Data under study below:

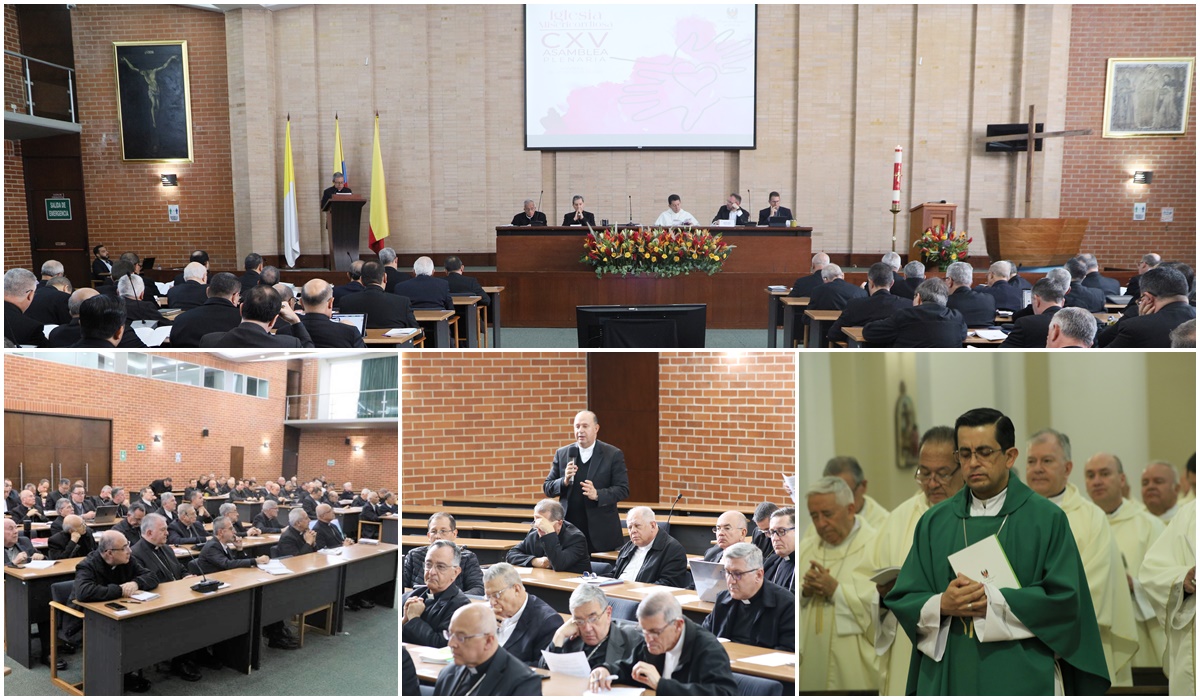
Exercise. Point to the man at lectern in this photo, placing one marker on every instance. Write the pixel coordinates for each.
(531, 216)
(337, 189)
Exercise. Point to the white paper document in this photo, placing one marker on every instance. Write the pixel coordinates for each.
(569, 664)
(985, 562)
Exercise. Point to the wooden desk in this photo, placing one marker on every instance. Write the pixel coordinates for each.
(441, 321)
(376, 336)
(820, 322)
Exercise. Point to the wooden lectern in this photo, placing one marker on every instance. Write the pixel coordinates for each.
(342, 217)
(928, 215)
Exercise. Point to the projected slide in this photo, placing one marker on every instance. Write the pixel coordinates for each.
(640, 76)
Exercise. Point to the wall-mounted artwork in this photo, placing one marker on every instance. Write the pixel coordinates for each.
(153, 101)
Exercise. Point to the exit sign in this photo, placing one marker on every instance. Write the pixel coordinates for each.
(58, 209)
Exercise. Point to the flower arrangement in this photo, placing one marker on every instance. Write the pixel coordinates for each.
(941, 246)
(664, 252)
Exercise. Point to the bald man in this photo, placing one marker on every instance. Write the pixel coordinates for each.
(318, 309)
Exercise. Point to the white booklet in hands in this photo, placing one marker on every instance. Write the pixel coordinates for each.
(985, 562)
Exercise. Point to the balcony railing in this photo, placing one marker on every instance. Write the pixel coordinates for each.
(48, 89)
(345, 405)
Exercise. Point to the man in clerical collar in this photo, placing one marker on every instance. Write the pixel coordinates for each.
(1048, 466)
(753, 610)
(1042, 638)
(481, 666)
(592, 629)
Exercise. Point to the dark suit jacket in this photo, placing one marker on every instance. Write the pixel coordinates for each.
(1031, 330)
(426, 292)
(765, 214)
(426, 629)
(1105, 285)
(216, 315)
(606, 471)
(22, 329)
(251, 335)
(774, 618)
(505, 677)
(864, 310)
(1085, 297)
(49, 305)
(383, 310)
(977, 309)
(534, 630)
(665, 564)
(567, 550)
(925, 325)
(462, 285)
(187, 295)
(1003, 294)
(588, 217)
(703, 665)
(328, 333)
(1153, 330)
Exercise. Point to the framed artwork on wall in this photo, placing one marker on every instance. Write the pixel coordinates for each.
(154, 102)
(1147, 97)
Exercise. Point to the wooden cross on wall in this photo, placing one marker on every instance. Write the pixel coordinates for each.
(1029, 137)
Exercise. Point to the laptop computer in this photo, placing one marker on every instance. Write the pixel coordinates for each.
(709, 579)
(105, 515)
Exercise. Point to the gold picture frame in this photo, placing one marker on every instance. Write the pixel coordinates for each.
(1147, 97)
(154, 101)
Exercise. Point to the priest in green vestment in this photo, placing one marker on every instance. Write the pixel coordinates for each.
(971, 638)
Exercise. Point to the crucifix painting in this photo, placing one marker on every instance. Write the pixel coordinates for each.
(154, 101)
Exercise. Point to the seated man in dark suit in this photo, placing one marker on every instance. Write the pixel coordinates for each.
(526, 634)
(577, 216)
(383, 310)
(1031, 330)
(429, 606)
(700, 668)
(978, 310)
(881, 303)
(732, 209)
(1093, 279)
(219, 313)
(461, 285)
(425, 291)
(19, 286)
(480, 665)
(753, 610)
(927, 323)
(805, 285)
(1006, 295)
(261, 309)
(354, 286)
(774, 210)
(193, 291)
(318, 309)
(1162, 307)
(651, 556)
(552, 543)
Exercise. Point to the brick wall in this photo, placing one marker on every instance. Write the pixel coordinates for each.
(126, 203)
(141, 407)
(1098, 171)
(486, 424)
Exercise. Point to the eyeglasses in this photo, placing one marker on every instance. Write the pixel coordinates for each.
(461, 638)
(984, 453)
(737, 575)
(943, 477)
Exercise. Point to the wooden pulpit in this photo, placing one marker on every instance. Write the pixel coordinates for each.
(928, 215)
(343, 214)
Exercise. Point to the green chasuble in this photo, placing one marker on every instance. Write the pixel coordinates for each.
(1053, 602)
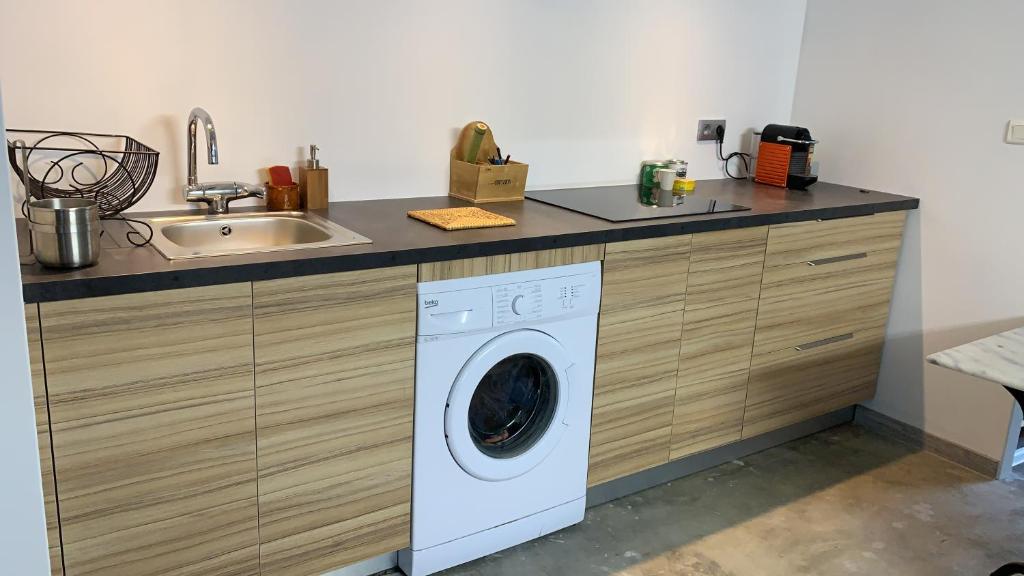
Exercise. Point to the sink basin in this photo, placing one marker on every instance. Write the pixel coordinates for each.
(201, 236)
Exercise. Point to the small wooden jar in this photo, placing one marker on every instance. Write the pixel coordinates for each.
(282, 198)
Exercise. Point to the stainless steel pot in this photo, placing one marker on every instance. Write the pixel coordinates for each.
(65, 232)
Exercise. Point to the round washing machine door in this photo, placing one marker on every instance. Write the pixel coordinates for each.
(508, 407)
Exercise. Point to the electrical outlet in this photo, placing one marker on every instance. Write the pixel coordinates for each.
(708, 129)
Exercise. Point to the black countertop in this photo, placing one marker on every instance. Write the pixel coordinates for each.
(400, 240)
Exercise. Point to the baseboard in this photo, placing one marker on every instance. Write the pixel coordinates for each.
(370, 567)
(920, 440)
(684, 466)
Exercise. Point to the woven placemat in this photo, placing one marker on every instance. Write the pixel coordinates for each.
(461, 218)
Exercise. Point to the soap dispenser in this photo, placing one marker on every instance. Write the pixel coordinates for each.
(312, 182)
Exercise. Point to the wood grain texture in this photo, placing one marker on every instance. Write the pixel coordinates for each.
(718, 334)
(787, 386)
(43, 436)
(802, 303)
(467, 268)
(555, 257)
(800, 242)
(153, 421)
(642, 301)
(335, 365)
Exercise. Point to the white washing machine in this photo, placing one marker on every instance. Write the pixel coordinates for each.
(504, 386)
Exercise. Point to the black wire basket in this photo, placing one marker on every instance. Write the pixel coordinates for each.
(116, 170)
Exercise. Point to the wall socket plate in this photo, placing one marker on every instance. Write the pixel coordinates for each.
(708, 129)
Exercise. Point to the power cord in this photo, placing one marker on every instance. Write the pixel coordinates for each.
(720, 132)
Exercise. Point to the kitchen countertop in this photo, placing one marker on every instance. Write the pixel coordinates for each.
(998, 359)
(399, 240)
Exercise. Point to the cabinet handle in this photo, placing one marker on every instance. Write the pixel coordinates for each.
(824, 341)
(834, 259)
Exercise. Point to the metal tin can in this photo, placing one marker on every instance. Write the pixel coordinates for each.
(648, 172)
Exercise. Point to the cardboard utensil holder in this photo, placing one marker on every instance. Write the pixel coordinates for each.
(485, 182)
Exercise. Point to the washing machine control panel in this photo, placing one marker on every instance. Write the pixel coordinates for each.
(529, 301)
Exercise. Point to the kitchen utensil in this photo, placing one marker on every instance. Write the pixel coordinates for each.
(65, 232)
(115, 170)
(461, 218)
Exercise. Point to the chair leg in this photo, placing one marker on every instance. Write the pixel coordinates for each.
(1010, 569)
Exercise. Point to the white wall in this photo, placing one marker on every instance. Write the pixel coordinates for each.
(913, 97)
(581, 89)
(23, 522)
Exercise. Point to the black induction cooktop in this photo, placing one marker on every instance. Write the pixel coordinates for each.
(621, 204)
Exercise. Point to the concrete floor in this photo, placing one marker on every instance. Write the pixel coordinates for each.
(843, 501)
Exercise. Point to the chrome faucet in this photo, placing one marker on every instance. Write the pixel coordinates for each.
(216, 195)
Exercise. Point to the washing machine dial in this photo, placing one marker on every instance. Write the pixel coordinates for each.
(516, 304)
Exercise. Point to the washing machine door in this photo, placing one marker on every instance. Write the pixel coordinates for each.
(508, 407)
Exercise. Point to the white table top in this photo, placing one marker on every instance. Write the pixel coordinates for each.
(998, 358)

End of Data under study.

**Work request:**
Output every record above exactly, leaving out the pictures.

**Task response:**
Exercise. Point to the man at lectern in this photo, placing one marker on every instance. Write the pixel coordinates for each.
(531, 216)
(337, 189)
Exercise. Point to the white paper document in this photo, placing one marker on every instance. Write the pixel coordinates for each.
(569, 664)
(985, 562)
Exercise. Point to the wooden desk in this photo, placing one marker on every instance. Write the pixel coordinates for each.
(441, 321)
(376, 336)
(820, 322)
Exercise. Point to the wooden lectern in this photo, placing one marker on every instance. Write the pixel coordinates for each.
(342, 217)
(928, 215)
Exercise. Point to the projected slide in this photo, placing one marker on every instance. Write the pixel coordinates for each.
(640, 76)
Exercise. Point to the wall-mounted artwork in this photo, placing one marker on every instance. Write the pixel coordinates for each.
(153, 101)
Exercise. Point to the exit sign in this photo, placing one marker on every instance. Write the pixel coordinates for each.
(58, 209)
Exercise. Point to the flower arrangement in this photo, placing one marker on every instance. Write the pixel coordinates for each.
(941, 246)
(664, 252)
Exercise. Point to the bald man in this photo, placing one marker on every instance. Write the pixel coordinates for each.
(318, 309)
Exercise. Point to the white booklet in hands in this photo, placing one marker on every instance. Write the pixel coordinates for each.
(985, 562)
Exercise. Point to the balcony railing in this photo, placing one marker on every instance. Write the pixel coordinates for each.
(48, 89)
(345, 405)
Exercise. Point to the man in clerical collar in this photo, placing one marker on every instance. Write the pixel coordinates for each.
(1048, 466)
(753, 610)
(1042, 638)
(481, 666)
(592, 629)
Exercise. Point to the dark suit jacket in this photo, placing one marker on every instance. Write the pixel coordinates for each.
(1031, 330)
(426, 292)
(765, 214)
(426, 629)
(1105, 285)
(216, 315)
(606, 471)
(22, 329)
(251, 335)
(774, 618)
(505, 677)
(864, 310)
(1085, 297)
(49, 305)
(383, 310)
(977, 309)
(534, 630)
(665, 564)
(567, 550)
(925, 325)
(462, 285)
(187, 295)
(1003, 294)
(588, 217)
(703, 665)
(328, 333)
(1153, 330)
Exercise. Point to the framed artwork on wall in this photo, placing one marker on every instance. Write the pixel coordinates for each.
(154, 102)
(1147, 97)
Exercise. Point to the wooden cross on wall in this photo, placing one marker on every instance. Write the pixel coordinates for each.
(1029, 137)
Exercise. Point to the laptop computer in this photo, placing one marker on every instance. Write the pixel coordinates for each.
(709, 579)
(105, 515)
Exercise. Point to the gold picture frame in this photo, placing one marker on every instance. Write the pixel coordinates for each.
(1147, 97)
(154, 101)
Exercise. Point to the priest in green vestment in this photo, placing one marker on every instance. Write the pixel coordinates for each.
(971, 638)
Exercise. Point to the crucifix painting in this photo, placing one marker on every instance. Write the pixel coordinates for each.
(154, 101)
Exercise. Point to the seated man in dark suit in this photo, placing one marker on every instance. Write the pixel coordinates for each.
(526, 634)
(577, 216)
(383, 310)
(1031, 330)
(429, 606)
(700, 668)
(978, 310)
(881, 303)
(732, 209)
(1093, 279)
(219, 313)
(461, 285)
(425, 291)
(19, 286)
(480, 665)
(753, 610)
(927, 323)
(805, 285)
(1006, 295)
(261, 309)
(354, 286)
(774, 210)
(193, 291)
(318, 309)
(1162, 307)
(651, 556)
(552, 543)
Exercise. Point to the brick wall in this photo, placing one marker on every instance. Write the pixel coordinates for each.
(126, 203)
(141, 407)
(1098, 171)
(486, 424)
Exercise. Point to the eyeglasses in this photo, placing one marker on every instance. Write the pixel coordinates for each.
(461, 638)
(984, 453)
(737, 575)
(943, 477)
Exercise. Point to the wooden pulpit in this photo, placing one marker on every instance. Write the pixel coordinates for each.
(928, 215)
(343, 214)
Exercise. Point to the green chasuble in this photo, placing one marker on every instance. Write the pixel coordinates for each.
(1053, 602)
Exercise. Point to the sink basin in this photo, placing one marker on every instance. Write the pixel coordinates for each.
(201, 236)
Exercise. Point to the small wooden jar in this photo, placing one marker on every instance. Write the pixel coordinates for each.
(282, 198)
Exercise. Point to the stainless steel pot in this photo, placing one marker on every instance. Write the pixel coordinates for each.
(65, 232)
Exercise. Point to the round washing machine door in this photo, placing one marker on every instance. Write the pixel coordinates for each.
(508, 407)
Exercise. Point to the electrical outlet in this photo, placing one marker on every instance. Write the pixel coordinates for each.
(708, 129)
Exercise. Point to the black countertop in this photo, placing one marker on every instance. Write the pixel coordinates for each.
(400, 240)
Exercise. Point to the baseboard in this photo, placing one marker on every instance. Write the pixel coordinates for each.
(370, 567)
(920, 440)
(684, 466)
Exercise. Point to the woven placemat in this photo, placing one marker on every instance. Write the pixel coordinates for each.
(461, 218)
Exercise. Point to the soap dispenser in this photo, placing one marker on every instance. Write the pixel coordinates for each.
(312, 182)
Exercise. Point to the wood grain texture in this photo, placing one marker on every instance. Write the pixel coordinates for each.
(718, 334)
(787, 386)
(43, 436)
(802, 303)
(467, 268)
(555, 257)
(800, 242)
(153, 421)
(642, 301)
(335, 365)
Exercise. Point to the white washing machine in this photo, placing one marker on every instance. Write the pixel coordinates for each.
(504, 386)
Exercise. Point to the black wire basket in this photo, placing one marker on every instance. Write the pixel coordinates for each.
(116, 170)
Exercise. Point to the wall socket plate in this photo, placing one marker on every instance. Write the pixel coordinates for each.
(708, 129)
Exercise. Point to the power cord in this photo, placing one marker on every instance. Write the pixel coordinates for each.
(720, 132)
Exercise. Point to the kitchen countertop in this photo, placing one marker on every instance. Write the pixel coordinates for each.
(998, 359)
(399, 240)
Exercise. Point to the cabinet handle in this photo, placing one marker on every instance. Write the pixel coordinates for each.
(824, 341)
(834, 259)
Exercise. Point to the metal tin can in this photo, placing one marker on every instance. Write the pixel coordinates for each.
(648, 172)
Exercise. Point to the cardboard utensil holder in this photo, placing one marker on every instance. Write the pixel coordinates for each.
(485, 182)
Exercise. Point to the washing machine control panel in this photo, placing one marker on every instance. Write the pixel coordinates for each.
(529, 301)
Exercise. Point to the kitchen utensil in this photo, placing one marker on every instance. Write the pixel coordinates for each.
(65, 232)
(115, 170)
(461, 218)
Exercise. Point to the chair leg in this photo, placing one marker on every instance. Write the pixel coordinates for each.
(1010, 569)
Exercise. Point to the white wall in this photo, placing one marker on every instance. Write the pixel coordinates for each.
(913, 97)
(581, 89)
(23, 522)
Exercise. Point to the black induction cooktop in this photo, placing one marker on every instance. Write the pixel coordinates for each.
(621, 204)
Exercise. Point to the concrete floor in this photo, placing one marker on every instance. Write the pixel coordinates for each.
(843, 501)
Exercise. Point to the chrome faucet in this photo, placing one marker on every instance. Write the pixel coordinates for each.
(216, 195)
Exercise. Point to the washing machine dial in this photo, placing one marker on every instance. Write the pixel coordinates for each.
(516, 304)
Exercise. Point to the washing machine door in this photo, placing one marker on every instance. Write the pixel coordinates for each.
(508, 407)
Exercise. Point to the white table top in this photo, placing one marker on every instance. Write the pixel coordinates for each.
(998, 358)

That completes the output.